_ПОРЯДОК РАБОТЫ:_
Ответьте на вопросы по тексту о сущности и энергиях Божиих:
(а) Какое понятие утерял Савеллий?
(б) Какие два пути богословия намечает различение между сущностью и энергиями?
(в) Какому Собору предшествующие богословские данные послужили опорой в его вероучительных постановлениях?

_ИСХОДНЫЙ ТЕКСТ:_
Как примирить непознаваемость Бога с Его познаваемостью, невозможность общения с Богом с возможностью действительного общения с Ним?

"Сущность Божия непричастна и некоторым образом причастна", - говорит св. Григорий Палама. "Мы приобщаемся Божественного естества, и вместе с тем нисколько его не приобщаемся. Итак нам нужно держаться того и другого утверждения и полагать их как мерило благочестия" 267. Св. Григорий Палама разрешает эту антиномию, не упраздняя ее и сохраняя за ней основную тайну, которая в неизреченном различении сущности (ουσια) и присущих ей энергий остается неприкосновенной. "Озарение и божественная и обожающая благодать не сущность, а энергия Божия 268; "энергия общая и божественная сила и действие Триипостасного Бога" 269, - говорит св. Григорий Палама. Таким образом, "когда мы говорим, что божественная сущность приобщима не в самой себе, а в своих энергиях, мы остаемся в границах благочестия" 270. Это различение между сущностью и энергиями не вводит в Божество никакой сложности. Сложность была бы в том случае, если бы действие противопоставлялось страданию в смысле пассивности, если бы энергия предполагала страдательность (το πασχειν); но Бог "проявляет действие, но не страдает по отношению к нему" 271. Для Паламы сущность и энергия - не две "части" Бога, как все еще воображают некоторые современные нам критики, а два различных модуса бытия Божия, в Своей природе и во вне Своей природы; это тот же Бог, пребывающий абсолютно недоступным по Своей сущности и всецело Себя сообщающий в Своей благодати. Подобно догмату Троичному, догмат о божественных энергиях никак не нарушает божественной простоты, если только эта простота не превращается в философское понятие, которым пытаются определить неопределимое. "Всякому богословию, желающему соблюдать благочестие, свойственно утверждать то одно, то другое, если оба утверждения истинны" 272. Так Савеллий, будучи неспособным утверждать, что Бог един и не един, - он видел одно только единство сущности, - утерял понятие троичности Лиц 273. То же можно сказать о простоте божественной природы и различении между усией и энергиями. "Бог не только в трех ипостасях, Он еще и всемогущий, πανταδυναμος" (Собор 1351 года).

Различение между усией и энергиями или действиями, различение, утвержденное Соборами XIV века, есть догматическое выражение Предания о познаваемых свойствах Божиих; его мы видели у каппадокийцев и позднее у Дионисия в его учении о божественных соединениях и различиях, о силах (δυναμεις) или же о "луче божественного мрака"; это различение намечает два пути богословия - путь утверждений и путь отрицаний: один из них Бога открывает, другой - ведет к соединению с Ним в неведении. Наконец, у св. Максима Исповедника и св. Иоанна Дамаскина видим мы то же учение об энергиях в его приложимости к христологии и, в частности, в сообщимости божественной славы человеческой природе Христа, в ипостасном единстве воплотившегося Слова. Все эти предшествующие богословские данные послужили Собору 1351 года опорой в его вероучительных постановлениях, которые согласно святоотеческому преданию подтверждали определение божественной и нетварной благодати как энергии, от троической единосущности отличной, но от нее неотделимой.

(Исходные данные)

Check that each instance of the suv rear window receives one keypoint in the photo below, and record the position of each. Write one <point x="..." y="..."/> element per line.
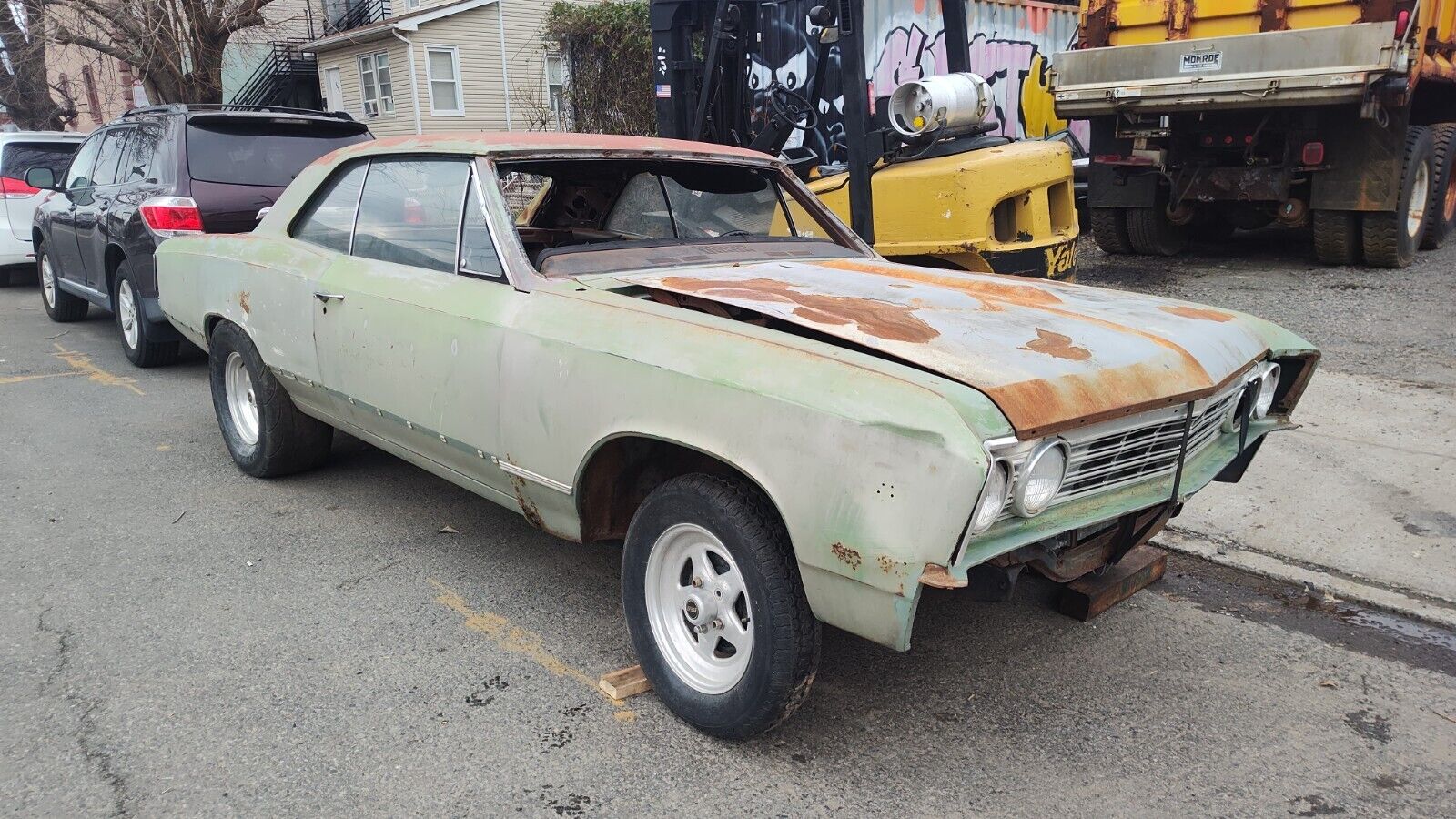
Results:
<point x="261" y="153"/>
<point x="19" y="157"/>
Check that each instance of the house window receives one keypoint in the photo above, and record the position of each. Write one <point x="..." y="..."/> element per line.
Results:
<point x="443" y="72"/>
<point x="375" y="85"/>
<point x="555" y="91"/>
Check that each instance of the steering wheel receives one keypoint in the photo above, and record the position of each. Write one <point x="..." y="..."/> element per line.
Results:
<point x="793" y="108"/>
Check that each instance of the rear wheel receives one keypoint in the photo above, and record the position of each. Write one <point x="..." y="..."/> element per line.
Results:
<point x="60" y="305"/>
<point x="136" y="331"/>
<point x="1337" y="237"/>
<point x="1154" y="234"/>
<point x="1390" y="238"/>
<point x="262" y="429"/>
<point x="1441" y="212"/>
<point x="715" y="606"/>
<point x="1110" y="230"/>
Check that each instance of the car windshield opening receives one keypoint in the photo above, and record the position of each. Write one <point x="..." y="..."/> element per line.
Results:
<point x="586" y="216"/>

_ОТВЕТ НА ЗАДАНИЕ:_
(а) Понятие троичности Лиц.
(б) Путь утверждений и путь отрицаний.
(в) Собору 1351 года.